### Stated goal
Locate every line in the entries below that contains the word "orange", and copy each such line. Treat case as significant.

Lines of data
# # # # #

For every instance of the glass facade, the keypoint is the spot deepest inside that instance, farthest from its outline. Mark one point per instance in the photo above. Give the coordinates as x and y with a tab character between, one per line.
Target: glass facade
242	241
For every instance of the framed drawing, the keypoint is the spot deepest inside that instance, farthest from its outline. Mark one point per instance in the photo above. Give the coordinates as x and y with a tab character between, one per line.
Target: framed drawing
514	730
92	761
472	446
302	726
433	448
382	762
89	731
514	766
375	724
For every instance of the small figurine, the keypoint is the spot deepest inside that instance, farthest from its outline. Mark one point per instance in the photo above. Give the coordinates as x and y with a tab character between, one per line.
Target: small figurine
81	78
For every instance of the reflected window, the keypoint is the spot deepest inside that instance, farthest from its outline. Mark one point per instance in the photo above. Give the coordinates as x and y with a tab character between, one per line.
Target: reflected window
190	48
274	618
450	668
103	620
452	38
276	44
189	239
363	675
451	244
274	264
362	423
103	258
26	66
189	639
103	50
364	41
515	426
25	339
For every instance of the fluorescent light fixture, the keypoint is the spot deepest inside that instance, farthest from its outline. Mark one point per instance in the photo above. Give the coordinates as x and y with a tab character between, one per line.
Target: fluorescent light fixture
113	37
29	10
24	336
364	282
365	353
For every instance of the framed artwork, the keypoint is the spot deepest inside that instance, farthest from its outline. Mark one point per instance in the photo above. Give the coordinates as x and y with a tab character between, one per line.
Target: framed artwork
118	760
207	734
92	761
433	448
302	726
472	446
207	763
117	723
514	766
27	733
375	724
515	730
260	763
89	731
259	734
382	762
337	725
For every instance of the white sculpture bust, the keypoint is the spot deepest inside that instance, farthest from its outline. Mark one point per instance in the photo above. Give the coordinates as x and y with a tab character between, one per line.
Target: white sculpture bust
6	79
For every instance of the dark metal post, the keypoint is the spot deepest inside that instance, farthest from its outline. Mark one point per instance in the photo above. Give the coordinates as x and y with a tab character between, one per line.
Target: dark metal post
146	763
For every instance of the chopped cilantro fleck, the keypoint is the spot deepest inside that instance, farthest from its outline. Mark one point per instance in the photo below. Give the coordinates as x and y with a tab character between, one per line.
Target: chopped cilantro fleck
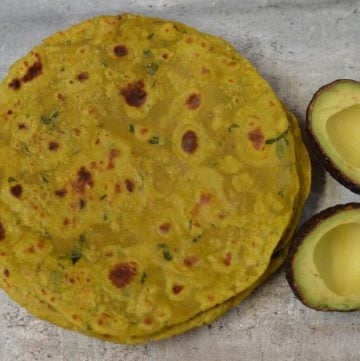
196	238
74	255
166	253
151	68
280	136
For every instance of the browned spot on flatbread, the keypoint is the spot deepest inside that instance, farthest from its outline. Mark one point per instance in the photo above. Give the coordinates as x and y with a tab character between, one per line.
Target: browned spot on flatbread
123	274
117	188
165	228
134	94
84	75
257	138
130	186
16	190
191	261
114	153
227	259
189	142
15	84
193	101
82	203
84	179
120	50
177	289
53	146
205	70
33	71
2	232
31	249
61	192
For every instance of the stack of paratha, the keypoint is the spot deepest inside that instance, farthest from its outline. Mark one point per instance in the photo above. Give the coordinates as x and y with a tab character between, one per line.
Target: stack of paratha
150	179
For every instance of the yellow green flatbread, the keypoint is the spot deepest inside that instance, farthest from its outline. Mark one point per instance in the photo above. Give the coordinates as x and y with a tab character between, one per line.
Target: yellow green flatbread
150	174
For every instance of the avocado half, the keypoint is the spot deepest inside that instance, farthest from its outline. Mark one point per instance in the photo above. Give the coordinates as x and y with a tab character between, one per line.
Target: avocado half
333	124
323	268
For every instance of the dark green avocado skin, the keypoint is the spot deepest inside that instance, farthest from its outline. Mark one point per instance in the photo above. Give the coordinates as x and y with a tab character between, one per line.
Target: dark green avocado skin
300	237
319	151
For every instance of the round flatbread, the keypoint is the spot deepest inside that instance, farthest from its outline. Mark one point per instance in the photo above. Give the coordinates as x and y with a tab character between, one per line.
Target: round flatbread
150	173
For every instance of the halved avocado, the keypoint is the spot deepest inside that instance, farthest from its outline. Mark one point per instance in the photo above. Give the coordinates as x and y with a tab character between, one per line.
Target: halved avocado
333	124
323	268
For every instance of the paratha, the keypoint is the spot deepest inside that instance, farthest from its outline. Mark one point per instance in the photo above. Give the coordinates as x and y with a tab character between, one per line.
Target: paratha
148	175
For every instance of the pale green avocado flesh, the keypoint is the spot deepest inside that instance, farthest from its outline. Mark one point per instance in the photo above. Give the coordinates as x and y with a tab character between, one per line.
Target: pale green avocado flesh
326	264
334	122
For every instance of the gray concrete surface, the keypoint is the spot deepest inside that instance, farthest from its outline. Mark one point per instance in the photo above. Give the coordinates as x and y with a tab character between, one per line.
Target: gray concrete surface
297	46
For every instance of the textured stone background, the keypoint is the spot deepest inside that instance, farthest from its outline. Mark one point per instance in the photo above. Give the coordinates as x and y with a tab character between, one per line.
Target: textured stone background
297	46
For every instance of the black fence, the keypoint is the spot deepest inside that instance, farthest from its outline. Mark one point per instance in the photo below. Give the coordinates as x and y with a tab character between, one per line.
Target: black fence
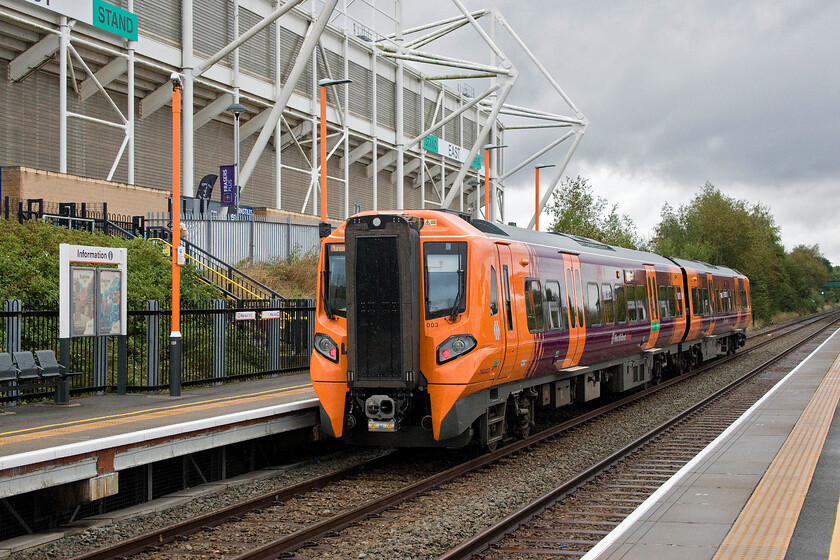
220	344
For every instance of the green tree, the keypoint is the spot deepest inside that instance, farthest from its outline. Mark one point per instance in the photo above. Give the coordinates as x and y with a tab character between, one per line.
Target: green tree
577	211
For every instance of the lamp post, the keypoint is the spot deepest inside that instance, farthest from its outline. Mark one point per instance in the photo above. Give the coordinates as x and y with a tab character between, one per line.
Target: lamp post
537	195
236	109
324	228
487	149
175	340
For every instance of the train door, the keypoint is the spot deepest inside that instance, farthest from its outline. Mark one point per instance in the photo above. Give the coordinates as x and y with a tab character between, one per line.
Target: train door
506	323
653	305
574	308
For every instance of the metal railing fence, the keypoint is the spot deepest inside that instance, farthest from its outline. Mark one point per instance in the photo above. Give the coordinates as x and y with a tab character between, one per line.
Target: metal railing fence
220	344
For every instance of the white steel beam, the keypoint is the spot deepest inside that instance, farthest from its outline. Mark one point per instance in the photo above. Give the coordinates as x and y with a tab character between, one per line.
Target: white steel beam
155	100
105	75
33	58
211	110
357	153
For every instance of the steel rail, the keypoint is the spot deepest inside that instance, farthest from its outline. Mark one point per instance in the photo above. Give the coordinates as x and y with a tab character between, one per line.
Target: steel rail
296	540
169	534
496	532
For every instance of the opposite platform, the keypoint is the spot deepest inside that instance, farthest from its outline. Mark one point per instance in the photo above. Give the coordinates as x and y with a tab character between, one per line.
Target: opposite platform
47	445
743	496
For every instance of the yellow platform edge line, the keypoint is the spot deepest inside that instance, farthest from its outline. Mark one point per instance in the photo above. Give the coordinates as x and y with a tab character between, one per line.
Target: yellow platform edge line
765	525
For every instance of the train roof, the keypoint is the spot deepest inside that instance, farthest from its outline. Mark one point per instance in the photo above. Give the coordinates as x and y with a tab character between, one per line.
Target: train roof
578	244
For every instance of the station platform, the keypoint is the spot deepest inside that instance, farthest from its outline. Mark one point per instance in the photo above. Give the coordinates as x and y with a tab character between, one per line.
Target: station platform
767	487
90	440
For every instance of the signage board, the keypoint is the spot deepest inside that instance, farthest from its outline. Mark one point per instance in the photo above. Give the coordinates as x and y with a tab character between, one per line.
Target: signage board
97	13
114	19
447	149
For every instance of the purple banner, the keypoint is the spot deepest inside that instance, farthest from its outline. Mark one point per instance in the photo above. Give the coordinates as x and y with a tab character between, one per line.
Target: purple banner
228	184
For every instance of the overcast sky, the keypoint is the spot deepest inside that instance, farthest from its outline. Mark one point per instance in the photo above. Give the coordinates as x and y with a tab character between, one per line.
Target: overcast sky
744	94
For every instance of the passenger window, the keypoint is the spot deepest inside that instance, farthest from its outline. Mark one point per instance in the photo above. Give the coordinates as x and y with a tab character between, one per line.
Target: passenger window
593	305
553	299
608	307
579	298
533	306
570	299
494	293
679	299
620	305
664	310
508	310
641	303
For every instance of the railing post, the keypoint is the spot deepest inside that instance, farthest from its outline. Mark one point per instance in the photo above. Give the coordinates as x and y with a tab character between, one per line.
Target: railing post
152	343
122	364
219	321
274	339
13	325
100	363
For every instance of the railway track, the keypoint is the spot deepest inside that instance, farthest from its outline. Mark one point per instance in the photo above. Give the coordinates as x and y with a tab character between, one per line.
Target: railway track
312	514
570	520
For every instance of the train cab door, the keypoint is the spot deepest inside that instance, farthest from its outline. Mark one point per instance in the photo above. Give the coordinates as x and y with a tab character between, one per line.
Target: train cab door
507	337
573	290
653	305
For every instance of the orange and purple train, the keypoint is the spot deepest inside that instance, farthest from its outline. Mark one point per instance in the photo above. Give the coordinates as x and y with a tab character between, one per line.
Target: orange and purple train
434	329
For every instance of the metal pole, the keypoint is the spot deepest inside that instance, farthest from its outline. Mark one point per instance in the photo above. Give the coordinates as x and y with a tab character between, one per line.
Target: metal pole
130	105
62	94
537	201
486	184
175	340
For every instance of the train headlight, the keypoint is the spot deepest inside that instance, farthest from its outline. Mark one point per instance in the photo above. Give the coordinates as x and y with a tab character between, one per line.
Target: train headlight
325	346
455	346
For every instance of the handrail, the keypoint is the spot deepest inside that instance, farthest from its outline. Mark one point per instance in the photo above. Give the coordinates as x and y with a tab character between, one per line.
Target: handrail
269	293
211	270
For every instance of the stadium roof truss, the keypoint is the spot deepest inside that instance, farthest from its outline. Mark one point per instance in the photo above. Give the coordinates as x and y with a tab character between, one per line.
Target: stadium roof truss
217	86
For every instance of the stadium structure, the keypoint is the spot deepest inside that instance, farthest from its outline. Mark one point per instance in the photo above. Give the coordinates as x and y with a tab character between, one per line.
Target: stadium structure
89	90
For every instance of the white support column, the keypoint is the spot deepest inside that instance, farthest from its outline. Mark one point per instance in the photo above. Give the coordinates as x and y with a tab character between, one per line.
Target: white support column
399	107
62	93
187	131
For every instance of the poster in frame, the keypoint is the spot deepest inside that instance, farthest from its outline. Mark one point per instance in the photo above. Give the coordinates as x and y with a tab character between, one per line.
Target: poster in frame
83	301
109	302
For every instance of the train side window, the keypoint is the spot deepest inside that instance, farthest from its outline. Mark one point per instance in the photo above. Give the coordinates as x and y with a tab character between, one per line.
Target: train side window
335	302
570	302
533	306
508	310
680	306
641	302
607	304
672	302
664	308
620	304
579	298
553	299
593	305
494	292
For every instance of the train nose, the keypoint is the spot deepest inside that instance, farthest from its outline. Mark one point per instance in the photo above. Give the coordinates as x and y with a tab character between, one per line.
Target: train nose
379	407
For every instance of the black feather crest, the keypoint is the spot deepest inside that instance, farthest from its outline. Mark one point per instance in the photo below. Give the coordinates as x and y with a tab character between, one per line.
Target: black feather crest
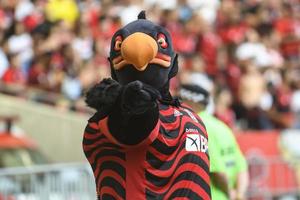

# # # # #

### Answer to this problem
For every instance of the orange and purple train, the keypoint is the spot deepest inside that instance, farthest from its outline. Mark one point per instance in the photo above. Give the coordinates as x and y with a tab character between, one per line.
Target: orange and purple train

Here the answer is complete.